E-commerce sales in Middle East for beauty products up since pandemic, says report  

The Middle East’s population has increasingly used e-commerce to purchase beauty products since the onset of Covid-19 in the region in 2020, according to RetailX’s Middle East Region Report 2022.  

The report, based on Iran, Israel, Qatar, Saudi Arabia, Turkey and the UAE, says nearly half of consumers seeking beauty products have bought them online.  

At 73 per cent, Saudi Arabia has the highest percentage of e-commerce sales for beauty products with the UAE closely behind at 68 per cent.  

The yearly projected growth of e-commerce for 2020 in the Middle East was achieved in just three months.  

The report says 90 per cent of the region’s population is active online, with 58 per cent shopping online in general.  

Based on the report’s analysis of UAE millennials, 47 per cent say that they have purchased beauty products online in the past 12 months.  

Most countries in the region recorded nearly equal purchases via mobile phone and desktop. Within the UAE, however, 72 per cent of purchases for beauty products were made via mobile phone, with just 28 per cent via desktop.  

The report attributes the UAE’s mobile phone purchases to its social media usage being the highest in the region, with Instagram being consumers’ go-to platform for celebrities’ and influencers’ recommendations of beauty products.

• **Entries shown**:

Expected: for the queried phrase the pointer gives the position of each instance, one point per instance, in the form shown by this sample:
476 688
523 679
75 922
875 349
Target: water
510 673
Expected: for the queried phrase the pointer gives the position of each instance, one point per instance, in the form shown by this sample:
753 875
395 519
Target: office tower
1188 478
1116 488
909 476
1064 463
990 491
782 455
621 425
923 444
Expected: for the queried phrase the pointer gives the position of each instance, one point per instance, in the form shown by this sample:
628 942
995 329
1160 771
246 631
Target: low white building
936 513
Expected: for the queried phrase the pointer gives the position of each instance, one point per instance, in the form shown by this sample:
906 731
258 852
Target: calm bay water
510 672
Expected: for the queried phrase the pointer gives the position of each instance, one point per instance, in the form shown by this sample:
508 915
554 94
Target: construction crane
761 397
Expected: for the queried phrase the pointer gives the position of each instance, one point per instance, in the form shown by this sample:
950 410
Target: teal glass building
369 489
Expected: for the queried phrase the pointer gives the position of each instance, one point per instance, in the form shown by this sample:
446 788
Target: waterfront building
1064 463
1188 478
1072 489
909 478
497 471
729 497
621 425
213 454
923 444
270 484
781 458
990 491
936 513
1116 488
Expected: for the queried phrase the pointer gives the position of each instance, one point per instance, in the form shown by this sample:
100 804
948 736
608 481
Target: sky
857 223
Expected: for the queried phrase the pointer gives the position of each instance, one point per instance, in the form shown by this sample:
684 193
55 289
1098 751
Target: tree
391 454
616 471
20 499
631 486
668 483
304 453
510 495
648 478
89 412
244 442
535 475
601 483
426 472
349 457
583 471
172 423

• **Tasks to perform**:
#1 Answer these questions from the article on beauty e-commerce in the Middle East:
(a) Which six countries is the RetailX report based on?
(b) What percentage of the region's population is active online?
(c) What share of UAE beauty product purchases were made via mobile phone?
#2 Write the next part of the article on beauty e-commerce in the Middle East, picking up after its final sentence.
The data above come from a different source than the article on beauty e-commerce in the Middle East.

• **Answer set**:
#1
(a) Iran, Israel, Qatar, Saudi Arabia, Turkey and the UAE
(b) 90 per cent
(c) 72 per cent

#2
Although Middle East consumers primarily seek international brands such as MAC, L’Oréal and Chanel, shoppers opt for multi-category retailers for their purchases rather than brands’ websites, says the report. Its examples include Souq and its parent company, Amazon, including ‘perfumes’ as a category on their main navigation panes.  

Yet, amid this rise in e-commerce sales, the Middle East continues to see malls open, such as the Mall of Oman and the Dubai Hills Mall, continually adding to its portfolio of more than 400 shopping centres.  

Faisal Durrani, partner and head of Middle East research at real estate consultancy firm Knight Frank, accounted mall activity to consumers seeking experiences rather than retail. 

“While demand for new space from retailers has been muted, developers have taken note of changing attitudes and expectations of consumers, with the majority of new supply focusing on lifestyle or experience-based retail developments,” Mr Durrani told Arab News 

“Retail comes second to activities and experience that drive increased dwell times,” he said. 

The RetailX report attributes the Middle East’s increased e-commerce activity in 2020 and 2021 to new online shoppers and the growing population of previously existing online shoppers.